As the economy begins to recover, the government has to decide on a stable medium-term investment and consumption policy. So far it has been focusing on reviving output. That approach may now have reached its limits. There isn’t much more to be done, except by way of new investment.
But, along with production and investment, consumption, too, needs to be revived. This is a much more difficult proposition, made all the more so by the absence of a theoretical underpinning or framework.
All we have now is the plain vanilla Keynesianism of the “let them have money”. But that’s the equivalent of “lazy banking”. It is in this context that I draw attention to a now long forgotten theory.
A little while ago, Niranjan Rajadhyaksha, research director at the IDFC Institute, drew attention to a tweet from a student somewhere. The tweet reminded us of Milton Friedman’s Permanent Income Hypothesis, formulated in the mid-1950s.
The hypothesis is that in deciding their consumption people take a view on what they think their lifetime income will be, and adjust, or space out, their consumption accordingly. Thus artificial boosts to income — like cheap credit, tax cuts, and out-of-turn increments — will only have a temporary effect.

────────────────────────────────────────

**REQUIRED WORK**
1. Answer these questions using the article on reviving consumption.
(a) What has the government been focusing on so far?
(b) What position does Niranjan Rajadhyaksha hold?
(c) When was the Permanent Income Hypothesis formulated?
2. Repeat the part of the article on reviving consumption starting with "All we have" and going on through "in the mid-1950s.".
3. Proceed with the article on reviving consumption from the point where it stops.

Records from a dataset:
────────────────────────────────────────

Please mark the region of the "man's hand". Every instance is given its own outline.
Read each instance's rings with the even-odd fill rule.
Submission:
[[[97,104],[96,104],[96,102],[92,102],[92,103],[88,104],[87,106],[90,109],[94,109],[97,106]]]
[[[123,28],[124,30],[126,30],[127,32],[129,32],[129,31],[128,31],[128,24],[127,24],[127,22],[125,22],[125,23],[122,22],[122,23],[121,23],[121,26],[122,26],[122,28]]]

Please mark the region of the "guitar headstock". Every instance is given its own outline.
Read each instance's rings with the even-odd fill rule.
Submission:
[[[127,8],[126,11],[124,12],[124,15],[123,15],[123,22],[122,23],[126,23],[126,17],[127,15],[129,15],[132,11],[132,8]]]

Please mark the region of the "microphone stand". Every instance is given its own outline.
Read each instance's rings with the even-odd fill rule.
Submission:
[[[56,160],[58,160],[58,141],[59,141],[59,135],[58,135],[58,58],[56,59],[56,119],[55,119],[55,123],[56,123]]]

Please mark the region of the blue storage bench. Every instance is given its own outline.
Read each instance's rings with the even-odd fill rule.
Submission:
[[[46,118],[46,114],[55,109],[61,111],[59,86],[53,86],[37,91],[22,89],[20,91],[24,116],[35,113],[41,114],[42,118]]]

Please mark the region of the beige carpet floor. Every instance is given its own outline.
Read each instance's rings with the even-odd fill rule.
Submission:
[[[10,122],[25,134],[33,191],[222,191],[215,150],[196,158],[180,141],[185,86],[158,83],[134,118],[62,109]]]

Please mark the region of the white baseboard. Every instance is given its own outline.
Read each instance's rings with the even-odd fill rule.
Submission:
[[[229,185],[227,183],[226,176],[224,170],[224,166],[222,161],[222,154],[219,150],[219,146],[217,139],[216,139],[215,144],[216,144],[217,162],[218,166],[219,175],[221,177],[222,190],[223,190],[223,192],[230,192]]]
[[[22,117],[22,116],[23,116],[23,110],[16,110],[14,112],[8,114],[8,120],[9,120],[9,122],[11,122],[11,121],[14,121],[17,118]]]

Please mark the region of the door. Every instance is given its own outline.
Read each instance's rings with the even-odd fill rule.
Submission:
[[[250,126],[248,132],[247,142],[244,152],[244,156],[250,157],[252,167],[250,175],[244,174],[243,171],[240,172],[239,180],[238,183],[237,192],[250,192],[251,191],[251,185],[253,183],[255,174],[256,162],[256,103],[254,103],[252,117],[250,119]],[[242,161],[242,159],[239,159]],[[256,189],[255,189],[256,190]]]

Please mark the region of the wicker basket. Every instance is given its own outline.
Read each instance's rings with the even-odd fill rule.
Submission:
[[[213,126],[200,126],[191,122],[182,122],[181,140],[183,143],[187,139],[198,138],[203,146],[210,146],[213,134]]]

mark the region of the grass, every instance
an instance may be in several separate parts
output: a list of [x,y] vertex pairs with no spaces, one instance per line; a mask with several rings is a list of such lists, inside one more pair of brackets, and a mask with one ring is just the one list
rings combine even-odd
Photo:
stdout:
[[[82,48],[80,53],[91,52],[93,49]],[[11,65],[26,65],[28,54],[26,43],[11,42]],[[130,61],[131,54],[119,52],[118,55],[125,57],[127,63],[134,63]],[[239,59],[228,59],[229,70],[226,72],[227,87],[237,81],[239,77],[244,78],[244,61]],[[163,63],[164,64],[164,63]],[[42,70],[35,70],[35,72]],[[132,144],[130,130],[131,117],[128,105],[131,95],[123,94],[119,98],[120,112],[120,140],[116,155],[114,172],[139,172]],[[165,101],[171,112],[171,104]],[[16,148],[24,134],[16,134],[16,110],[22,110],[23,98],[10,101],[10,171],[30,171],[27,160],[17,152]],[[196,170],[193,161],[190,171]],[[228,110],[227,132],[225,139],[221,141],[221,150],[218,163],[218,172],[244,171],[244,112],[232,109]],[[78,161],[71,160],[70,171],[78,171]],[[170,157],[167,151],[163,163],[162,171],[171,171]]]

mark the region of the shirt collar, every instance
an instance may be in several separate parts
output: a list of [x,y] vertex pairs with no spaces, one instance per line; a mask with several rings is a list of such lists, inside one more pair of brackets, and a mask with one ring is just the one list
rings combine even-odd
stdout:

────────────────────────────────────────

**YOUR WRITTEN ANSWERS**
1.
(a) Reviving output.
(b) Research director at the IDFC Institute.
(c) In the mid-1950s.

2.
All we have now is the plain vanilla Keynesianism of the “let them have money”. But that’s the equivalent of “lazy banking”. It is in this context that I draw attention to a now long forgotten theory.
A little while ago, Niranjan Rajadhyaksha, research director at the IDFC Institute, drew attention to a tweet from a student somewhere. The tweet reminded us of Milton Friedman’s Permanent Income Hypothesis, formulated in the mid-1950s.

3.
For a more permanent and lasting effect, you have to look at income expectations over a lifetime. This is a crucial insight for future policy.
A new kind of volatility
I had written last September about the new sociology of consumption in India. My proposition was that urbanisation has created a hybrid between a joint family and completely nuclear family.
The end result of this is that while income is now being earned largely by one member of the family, or at best two, costs that had been spread over many more income earners were now concentrated in just the one or two income earners.
Not just this. There has also been a massive increase in inelastic overheads imposed by health, education, communication, and entertainment. This has meant a new pattern of savings and expenditure, both declining.
This, in my view, has acquired a new salience post-2020 because income earned from jobs in the formal economy will now gradually form a smaller proportion than income earned from non-jobs, i.e. shall we say, consultancies. The Americans call it the gig economy where between 80 and 90 per cent of the income is earned from fees and not salaries.
Given the level of competition in the labour markets, this exerts a downward pressure on incomes. This is what we have seen since 2011. This is what, in my perhaps limited understanding, explains the decline in the rate of GDP growth.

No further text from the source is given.